BEGIN DATA EXCERPTS

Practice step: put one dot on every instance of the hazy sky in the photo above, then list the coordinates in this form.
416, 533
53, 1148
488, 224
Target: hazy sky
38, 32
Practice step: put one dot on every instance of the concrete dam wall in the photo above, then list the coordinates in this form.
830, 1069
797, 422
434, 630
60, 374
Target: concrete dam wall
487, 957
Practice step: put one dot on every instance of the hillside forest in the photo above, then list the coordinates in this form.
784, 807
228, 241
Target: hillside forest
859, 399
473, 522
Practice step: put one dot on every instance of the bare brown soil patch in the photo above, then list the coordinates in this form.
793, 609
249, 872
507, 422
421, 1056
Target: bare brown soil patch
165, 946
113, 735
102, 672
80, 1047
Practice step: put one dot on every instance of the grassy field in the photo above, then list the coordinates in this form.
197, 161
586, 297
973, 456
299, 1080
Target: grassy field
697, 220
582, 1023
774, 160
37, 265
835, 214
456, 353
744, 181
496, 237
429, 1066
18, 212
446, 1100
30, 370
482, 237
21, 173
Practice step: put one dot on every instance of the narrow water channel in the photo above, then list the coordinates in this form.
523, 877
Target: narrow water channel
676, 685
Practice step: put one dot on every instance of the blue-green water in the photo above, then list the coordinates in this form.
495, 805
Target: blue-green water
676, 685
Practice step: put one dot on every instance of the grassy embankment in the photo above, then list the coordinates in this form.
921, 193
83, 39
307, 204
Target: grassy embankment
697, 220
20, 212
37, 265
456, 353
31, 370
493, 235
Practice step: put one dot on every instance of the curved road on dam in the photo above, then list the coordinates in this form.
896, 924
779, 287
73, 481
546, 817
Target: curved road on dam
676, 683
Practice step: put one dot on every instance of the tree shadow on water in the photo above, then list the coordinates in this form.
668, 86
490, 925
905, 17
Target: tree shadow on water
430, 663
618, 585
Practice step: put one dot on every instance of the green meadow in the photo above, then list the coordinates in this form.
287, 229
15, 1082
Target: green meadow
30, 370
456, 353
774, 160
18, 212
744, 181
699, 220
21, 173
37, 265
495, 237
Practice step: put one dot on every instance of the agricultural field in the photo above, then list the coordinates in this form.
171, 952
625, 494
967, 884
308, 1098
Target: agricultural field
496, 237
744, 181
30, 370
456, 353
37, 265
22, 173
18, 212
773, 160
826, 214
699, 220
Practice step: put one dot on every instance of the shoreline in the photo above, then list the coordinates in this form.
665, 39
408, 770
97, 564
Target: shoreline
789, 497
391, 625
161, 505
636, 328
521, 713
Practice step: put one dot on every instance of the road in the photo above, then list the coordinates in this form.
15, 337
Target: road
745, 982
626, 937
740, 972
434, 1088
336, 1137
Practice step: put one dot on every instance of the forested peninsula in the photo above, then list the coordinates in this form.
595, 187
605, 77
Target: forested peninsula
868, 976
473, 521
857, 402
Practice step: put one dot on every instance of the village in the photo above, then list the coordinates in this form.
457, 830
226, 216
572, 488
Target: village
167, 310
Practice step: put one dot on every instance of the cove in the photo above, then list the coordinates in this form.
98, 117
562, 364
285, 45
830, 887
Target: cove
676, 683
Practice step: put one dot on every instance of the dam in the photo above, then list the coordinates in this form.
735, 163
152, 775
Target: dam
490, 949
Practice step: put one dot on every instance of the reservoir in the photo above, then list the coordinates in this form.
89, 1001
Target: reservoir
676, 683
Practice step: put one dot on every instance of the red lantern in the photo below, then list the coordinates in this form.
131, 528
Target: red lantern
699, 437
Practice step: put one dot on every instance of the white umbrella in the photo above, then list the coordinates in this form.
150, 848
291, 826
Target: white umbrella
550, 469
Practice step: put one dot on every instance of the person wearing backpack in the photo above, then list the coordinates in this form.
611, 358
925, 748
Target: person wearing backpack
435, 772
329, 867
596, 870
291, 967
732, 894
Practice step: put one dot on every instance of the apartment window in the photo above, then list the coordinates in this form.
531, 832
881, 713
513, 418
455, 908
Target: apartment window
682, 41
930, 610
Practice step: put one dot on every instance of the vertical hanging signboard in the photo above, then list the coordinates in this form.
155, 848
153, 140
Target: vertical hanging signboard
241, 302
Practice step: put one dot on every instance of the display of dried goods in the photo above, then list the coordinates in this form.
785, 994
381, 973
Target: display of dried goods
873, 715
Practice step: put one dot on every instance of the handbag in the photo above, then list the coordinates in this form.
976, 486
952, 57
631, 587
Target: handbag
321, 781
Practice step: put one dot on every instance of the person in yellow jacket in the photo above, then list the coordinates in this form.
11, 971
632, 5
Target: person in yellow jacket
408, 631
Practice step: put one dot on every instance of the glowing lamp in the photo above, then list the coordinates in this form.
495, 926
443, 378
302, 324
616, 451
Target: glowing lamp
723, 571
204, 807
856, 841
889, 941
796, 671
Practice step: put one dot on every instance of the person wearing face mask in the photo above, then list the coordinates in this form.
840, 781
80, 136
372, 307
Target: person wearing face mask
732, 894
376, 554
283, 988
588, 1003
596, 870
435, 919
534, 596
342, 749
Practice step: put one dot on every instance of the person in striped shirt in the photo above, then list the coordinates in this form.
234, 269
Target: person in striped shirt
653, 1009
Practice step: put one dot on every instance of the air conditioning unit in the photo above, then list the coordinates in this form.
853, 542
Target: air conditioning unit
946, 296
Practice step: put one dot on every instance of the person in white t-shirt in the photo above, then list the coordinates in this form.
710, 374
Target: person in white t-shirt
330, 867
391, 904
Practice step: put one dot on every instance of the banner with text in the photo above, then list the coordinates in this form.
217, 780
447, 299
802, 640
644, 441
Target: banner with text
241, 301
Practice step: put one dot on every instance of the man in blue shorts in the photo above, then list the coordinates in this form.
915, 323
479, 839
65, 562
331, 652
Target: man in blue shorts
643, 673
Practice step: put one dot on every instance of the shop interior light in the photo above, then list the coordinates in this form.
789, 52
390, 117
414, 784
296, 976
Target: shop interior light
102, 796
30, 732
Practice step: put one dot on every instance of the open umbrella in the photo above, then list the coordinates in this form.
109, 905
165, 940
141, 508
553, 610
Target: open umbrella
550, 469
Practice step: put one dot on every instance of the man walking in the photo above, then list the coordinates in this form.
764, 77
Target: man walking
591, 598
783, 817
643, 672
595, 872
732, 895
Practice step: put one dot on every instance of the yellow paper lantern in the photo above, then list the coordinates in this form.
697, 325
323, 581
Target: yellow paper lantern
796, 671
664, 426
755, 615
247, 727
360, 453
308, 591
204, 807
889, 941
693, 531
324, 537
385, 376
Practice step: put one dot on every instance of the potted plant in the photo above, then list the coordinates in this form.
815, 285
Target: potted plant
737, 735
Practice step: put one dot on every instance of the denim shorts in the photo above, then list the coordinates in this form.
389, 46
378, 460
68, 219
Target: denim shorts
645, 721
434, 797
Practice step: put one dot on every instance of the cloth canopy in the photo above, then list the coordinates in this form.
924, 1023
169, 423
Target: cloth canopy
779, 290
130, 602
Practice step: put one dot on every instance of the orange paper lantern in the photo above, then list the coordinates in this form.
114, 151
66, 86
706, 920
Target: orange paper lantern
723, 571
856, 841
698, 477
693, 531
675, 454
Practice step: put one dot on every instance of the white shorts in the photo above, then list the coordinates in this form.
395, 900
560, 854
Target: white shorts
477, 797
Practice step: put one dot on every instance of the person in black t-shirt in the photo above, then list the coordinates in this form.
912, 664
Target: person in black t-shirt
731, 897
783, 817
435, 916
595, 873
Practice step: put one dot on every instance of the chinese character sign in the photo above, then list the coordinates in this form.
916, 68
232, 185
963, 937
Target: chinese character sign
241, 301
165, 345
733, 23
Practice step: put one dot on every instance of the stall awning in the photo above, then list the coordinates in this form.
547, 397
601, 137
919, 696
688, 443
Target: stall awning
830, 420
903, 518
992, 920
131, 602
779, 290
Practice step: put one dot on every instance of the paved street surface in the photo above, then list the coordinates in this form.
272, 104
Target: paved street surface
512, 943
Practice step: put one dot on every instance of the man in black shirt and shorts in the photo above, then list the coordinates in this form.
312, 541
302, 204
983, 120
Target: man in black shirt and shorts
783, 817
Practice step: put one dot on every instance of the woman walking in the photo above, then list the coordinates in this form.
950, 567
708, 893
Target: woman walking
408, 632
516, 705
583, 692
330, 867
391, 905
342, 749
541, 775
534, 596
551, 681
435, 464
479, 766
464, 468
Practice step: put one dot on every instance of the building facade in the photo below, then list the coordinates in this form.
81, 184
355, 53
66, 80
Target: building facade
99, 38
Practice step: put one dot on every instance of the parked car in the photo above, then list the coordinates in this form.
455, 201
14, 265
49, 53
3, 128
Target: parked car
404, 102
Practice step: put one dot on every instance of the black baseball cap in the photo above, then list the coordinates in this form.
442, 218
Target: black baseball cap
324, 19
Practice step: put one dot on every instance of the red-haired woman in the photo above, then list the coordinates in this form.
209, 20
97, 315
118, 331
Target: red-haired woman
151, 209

END DATA EXCERPTS

*ACTIVITY*.
Pick out every line above that holds the word "below" and copy it.

*EXERCISE RESULT*.
Practice step: put one dot on every instance of the red lantern in the photo below, then list the coordinates in this form.
Practice step: put one dot on every instance of the building facade in the photo below, then list the coordinates in this form.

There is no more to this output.